What is asked: Which of the lines below contain the string "glass"? Return every such line in full.

>> START

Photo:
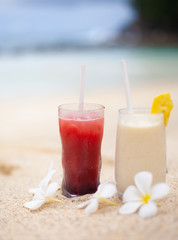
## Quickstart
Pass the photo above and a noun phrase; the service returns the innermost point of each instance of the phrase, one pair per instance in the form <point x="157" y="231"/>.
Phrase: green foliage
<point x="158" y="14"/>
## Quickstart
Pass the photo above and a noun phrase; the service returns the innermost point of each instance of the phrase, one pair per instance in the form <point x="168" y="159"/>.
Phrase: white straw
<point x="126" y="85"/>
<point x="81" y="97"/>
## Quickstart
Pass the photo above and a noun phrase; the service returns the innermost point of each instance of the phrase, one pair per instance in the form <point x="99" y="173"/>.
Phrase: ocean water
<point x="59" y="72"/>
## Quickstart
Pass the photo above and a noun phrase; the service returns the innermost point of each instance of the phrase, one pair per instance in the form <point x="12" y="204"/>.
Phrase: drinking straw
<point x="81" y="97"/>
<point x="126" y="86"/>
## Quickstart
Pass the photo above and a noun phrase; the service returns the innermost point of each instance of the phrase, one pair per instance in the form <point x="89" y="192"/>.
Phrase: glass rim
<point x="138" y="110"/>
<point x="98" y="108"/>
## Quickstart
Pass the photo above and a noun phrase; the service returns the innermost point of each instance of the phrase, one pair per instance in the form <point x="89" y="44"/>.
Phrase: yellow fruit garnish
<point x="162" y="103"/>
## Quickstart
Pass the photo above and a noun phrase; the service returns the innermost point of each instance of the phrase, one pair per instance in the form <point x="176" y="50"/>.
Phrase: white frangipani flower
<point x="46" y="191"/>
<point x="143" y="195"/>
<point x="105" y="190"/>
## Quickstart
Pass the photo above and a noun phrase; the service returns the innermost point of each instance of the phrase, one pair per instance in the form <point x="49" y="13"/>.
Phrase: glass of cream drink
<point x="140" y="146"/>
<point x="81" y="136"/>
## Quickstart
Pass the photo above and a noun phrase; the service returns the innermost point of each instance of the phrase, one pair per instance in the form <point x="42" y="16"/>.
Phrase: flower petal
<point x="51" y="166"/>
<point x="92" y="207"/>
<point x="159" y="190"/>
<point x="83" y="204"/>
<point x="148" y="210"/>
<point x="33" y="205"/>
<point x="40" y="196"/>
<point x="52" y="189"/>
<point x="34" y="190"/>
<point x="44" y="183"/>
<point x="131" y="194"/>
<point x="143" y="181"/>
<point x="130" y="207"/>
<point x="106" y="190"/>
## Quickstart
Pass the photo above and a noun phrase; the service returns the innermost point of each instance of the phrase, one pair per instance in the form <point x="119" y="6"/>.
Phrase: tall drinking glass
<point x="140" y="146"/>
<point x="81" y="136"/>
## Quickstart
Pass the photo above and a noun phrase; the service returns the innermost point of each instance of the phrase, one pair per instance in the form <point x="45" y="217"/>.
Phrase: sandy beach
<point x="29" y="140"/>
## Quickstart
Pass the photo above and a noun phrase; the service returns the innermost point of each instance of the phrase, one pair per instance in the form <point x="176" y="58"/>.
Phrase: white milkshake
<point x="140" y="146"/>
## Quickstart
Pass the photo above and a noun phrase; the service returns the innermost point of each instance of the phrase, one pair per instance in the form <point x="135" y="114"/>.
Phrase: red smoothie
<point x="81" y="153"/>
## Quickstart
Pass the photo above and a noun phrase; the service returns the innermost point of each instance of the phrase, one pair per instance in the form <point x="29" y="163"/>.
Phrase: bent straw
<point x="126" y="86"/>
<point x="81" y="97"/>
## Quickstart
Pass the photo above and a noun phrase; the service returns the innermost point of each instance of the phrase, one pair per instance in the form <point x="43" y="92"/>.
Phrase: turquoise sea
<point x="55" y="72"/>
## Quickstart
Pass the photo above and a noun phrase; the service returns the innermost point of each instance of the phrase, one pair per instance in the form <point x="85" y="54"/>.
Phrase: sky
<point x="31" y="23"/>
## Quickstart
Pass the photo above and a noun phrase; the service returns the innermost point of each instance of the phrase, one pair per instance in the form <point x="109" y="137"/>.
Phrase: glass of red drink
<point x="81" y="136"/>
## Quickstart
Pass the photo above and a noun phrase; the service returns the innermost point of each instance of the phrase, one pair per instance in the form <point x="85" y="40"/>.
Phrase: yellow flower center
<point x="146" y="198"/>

>> END
>> START

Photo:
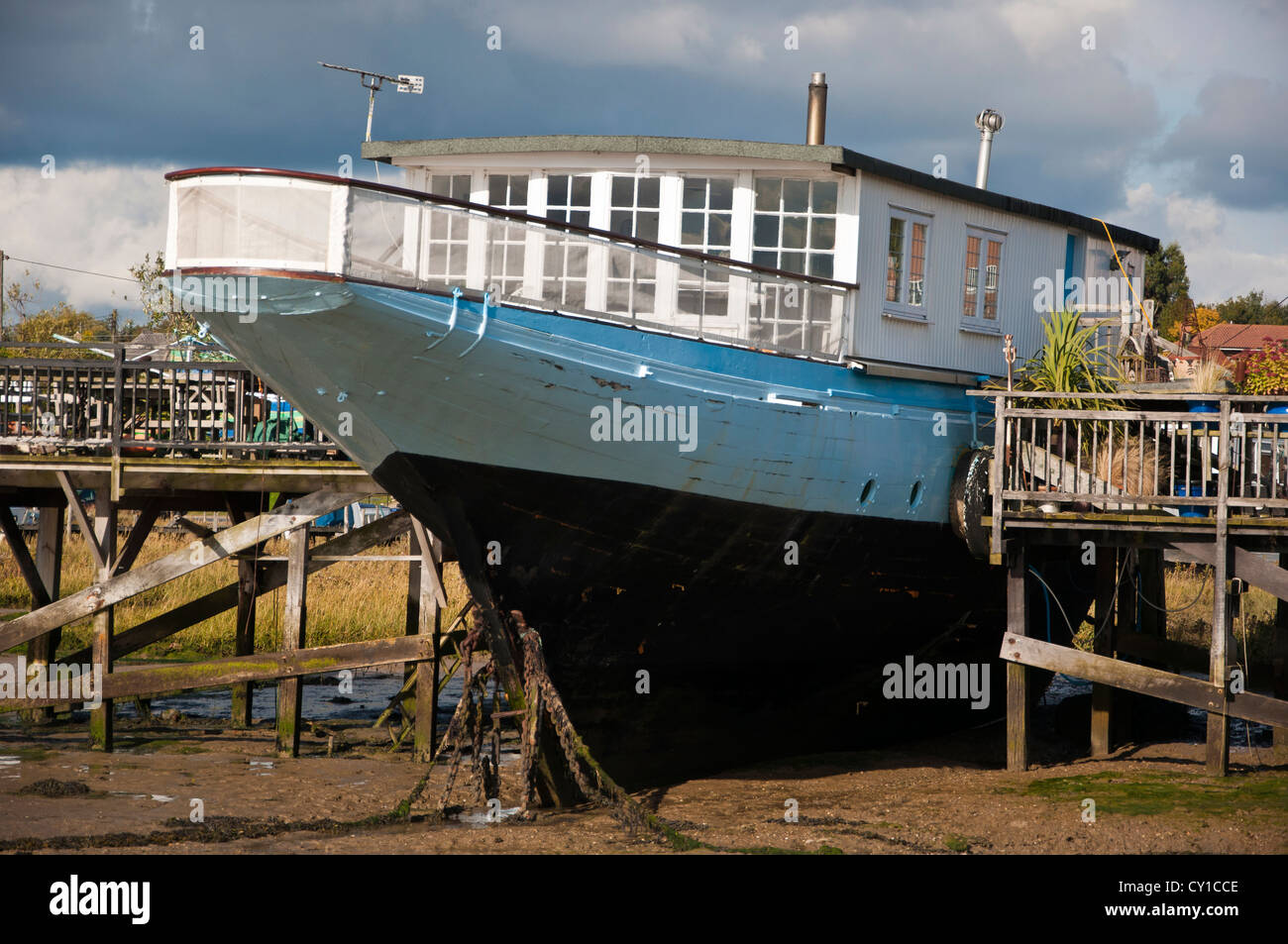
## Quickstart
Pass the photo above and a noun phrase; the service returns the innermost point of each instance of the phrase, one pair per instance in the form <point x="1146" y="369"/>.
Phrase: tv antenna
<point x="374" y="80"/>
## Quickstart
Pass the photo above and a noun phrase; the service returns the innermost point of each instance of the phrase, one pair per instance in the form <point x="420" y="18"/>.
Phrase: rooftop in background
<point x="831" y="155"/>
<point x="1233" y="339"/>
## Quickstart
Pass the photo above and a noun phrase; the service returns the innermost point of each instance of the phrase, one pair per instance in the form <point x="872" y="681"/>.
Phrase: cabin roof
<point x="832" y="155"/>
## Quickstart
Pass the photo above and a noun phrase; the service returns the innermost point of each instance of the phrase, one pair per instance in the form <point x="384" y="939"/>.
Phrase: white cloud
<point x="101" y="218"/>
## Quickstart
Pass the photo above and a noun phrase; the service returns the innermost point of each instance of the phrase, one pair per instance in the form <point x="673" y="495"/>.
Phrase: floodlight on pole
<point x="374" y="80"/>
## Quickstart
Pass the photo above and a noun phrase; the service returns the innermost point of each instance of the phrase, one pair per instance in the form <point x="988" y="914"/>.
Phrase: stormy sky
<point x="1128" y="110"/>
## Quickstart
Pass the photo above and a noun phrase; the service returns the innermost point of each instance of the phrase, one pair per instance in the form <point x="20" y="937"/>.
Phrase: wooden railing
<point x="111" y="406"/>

>> END

Output below:
Phrase: glass rim
Phrase: glass of cream drink
Phrase: tall drinking glass
Phrase: glass of red drink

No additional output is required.